### Stated problem
Reproduce exactly the lines beginning with the line that contains "the fishing rod" and ending at the final line of the material below.
— Begin Items —
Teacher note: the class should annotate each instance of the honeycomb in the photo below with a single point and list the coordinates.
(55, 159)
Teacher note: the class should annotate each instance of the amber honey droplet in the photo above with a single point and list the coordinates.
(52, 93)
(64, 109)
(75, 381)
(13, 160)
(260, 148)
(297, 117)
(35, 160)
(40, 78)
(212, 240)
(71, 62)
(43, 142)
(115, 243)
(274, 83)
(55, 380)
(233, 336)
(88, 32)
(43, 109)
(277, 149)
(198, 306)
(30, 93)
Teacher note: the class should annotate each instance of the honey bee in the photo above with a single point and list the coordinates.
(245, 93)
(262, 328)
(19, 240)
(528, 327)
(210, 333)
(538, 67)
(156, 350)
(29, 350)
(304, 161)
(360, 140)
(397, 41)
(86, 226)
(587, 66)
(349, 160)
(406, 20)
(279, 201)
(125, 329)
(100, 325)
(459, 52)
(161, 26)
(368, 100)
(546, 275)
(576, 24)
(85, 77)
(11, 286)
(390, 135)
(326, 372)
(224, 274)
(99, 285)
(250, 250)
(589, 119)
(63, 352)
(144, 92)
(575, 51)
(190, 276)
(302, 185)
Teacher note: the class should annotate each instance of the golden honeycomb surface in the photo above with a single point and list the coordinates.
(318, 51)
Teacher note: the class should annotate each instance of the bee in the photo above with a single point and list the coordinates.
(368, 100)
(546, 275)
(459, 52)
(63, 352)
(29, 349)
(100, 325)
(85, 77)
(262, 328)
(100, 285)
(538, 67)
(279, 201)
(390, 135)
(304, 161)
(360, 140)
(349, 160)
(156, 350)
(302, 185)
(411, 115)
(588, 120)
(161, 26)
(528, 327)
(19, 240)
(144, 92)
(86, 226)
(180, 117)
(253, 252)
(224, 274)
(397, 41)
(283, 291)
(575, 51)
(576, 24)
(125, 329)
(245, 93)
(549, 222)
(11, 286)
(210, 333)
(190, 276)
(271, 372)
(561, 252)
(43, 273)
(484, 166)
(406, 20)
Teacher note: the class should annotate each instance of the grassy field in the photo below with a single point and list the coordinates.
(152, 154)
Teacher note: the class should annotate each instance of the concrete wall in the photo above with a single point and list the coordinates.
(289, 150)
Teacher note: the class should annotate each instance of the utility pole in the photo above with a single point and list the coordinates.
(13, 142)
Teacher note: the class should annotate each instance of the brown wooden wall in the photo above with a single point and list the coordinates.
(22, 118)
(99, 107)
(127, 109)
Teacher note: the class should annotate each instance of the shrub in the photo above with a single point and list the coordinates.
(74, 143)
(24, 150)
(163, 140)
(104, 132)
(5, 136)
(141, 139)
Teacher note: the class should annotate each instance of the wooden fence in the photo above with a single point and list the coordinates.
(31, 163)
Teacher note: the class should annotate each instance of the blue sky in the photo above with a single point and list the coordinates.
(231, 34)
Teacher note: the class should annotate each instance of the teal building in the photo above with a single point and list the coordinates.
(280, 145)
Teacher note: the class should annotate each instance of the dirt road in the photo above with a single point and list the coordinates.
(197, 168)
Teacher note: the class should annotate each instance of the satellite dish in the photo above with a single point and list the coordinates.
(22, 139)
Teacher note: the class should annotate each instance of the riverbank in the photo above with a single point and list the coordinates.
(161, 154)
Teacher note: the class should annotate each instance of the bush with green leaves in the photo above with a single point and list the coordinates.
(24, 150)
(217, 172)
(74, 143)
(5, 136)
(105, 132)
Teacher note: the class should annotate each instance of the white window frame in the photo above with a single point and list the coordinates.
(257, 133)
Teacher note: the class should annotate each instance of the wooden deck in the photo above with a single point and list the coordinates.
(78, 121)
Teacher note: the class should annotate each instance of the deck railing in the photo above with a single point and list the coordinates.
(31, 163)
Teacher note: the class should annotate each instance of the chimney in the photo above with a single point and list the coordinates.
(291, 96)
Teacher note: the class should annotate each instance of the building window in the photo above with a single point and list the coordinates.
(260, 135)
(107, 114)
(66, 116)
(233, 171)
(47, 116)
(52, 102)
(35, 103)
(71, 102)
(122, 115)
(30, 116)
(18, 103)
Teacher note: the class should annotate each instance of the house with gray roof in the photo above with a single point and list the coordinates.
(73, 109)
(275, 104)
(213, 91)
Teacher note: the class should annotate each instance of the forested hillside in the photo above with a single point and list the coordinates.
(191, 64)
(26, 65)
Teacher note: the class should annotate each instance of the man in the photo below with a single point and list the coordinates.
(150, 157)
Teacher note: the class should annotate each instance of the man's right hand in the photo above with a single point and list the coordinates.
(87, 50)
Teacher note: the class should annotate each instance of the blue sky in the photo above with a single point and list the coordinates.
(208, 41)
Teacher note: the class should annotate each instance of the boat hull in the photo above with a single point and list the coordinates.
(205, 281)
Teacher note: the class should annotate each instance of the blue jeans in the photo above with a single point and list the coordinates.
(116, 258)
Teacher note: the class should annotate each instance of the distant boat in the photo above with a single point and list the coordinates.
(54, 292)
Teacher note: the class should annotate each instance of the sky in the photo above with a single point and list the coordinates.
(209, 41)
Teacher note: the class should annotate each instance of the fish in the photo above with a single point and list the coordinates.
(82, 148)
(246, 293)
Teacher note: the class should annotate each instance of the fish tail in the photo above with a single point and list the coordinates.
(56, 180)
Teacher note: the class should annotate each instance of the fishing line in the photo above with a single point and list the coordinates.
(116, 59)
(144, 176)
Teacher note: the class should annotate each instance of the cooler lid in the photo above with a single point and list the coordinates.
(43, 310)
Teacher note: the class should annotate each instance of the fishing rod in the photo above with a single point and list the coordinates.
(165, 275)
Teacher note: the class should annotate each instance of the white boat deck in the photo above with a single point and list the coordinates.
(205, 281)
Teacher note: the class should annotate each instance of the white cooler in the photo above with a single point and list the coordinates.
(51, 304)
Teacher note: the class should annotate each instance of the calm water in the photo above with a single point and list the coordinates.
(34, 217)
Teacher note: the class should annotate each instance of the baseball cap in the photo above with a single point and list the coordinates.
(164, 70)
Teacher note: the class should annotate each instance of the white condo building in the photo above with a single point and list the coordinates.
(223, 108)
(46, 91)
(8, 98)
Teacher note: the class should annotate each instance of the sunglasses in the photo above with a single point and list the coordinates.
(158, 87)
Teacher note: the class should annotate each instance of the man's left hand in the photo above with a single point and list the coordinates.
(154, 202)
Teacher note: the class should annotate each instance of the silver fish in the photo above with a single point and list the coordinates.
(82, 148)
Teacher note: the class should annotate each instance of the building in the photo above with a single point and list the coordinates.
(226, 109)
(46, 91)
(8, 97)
— End Items —
### Expected answer
Teacher note: the class should annotate each instance of the fishing rod in the photo above with a single point and list the coordinates.
(165, 275)
Teacher note: the class should annotate each instance of the white boat deck in the photo above with a single point and list the coordinates.
(205, 281)
Teacher note: the class should annotate each instance of the white cooler in the photo above with a single point and list the coordinates.
(51, 304)
Teacher note: the class should annotate each instance of the calm water in the photo above with a single point and list the coordinates.
(34, 217)
Teacher note: the class should annotate each instance of the baseball cap in the photo above with a single point and list the coordinates.
(164, 70)
Teacher note: the class should annotate each instance of the white condo building in the photo above with a single point and list the coordinates.
(223, 108)
(46, 91)
(8, 98)
Teacher note: the class should annotate each instance of the sunglasses in the photo above with a single point and list the coordinates.
(158, 87)
Teacher note: the class should annotate each instance of the man's left hand in the photo above with a single point and list the coordinates.
(154, 202)
Teacher note: the class should annotate each instance of the silver fish in the photo above with a single point and list the coordinates.
(82, 148)
Teacher note: the class should annotate each instance of the building in the photo above with a single point and list the coordinates.
(226, 109)
(46, 91)
(8, 97)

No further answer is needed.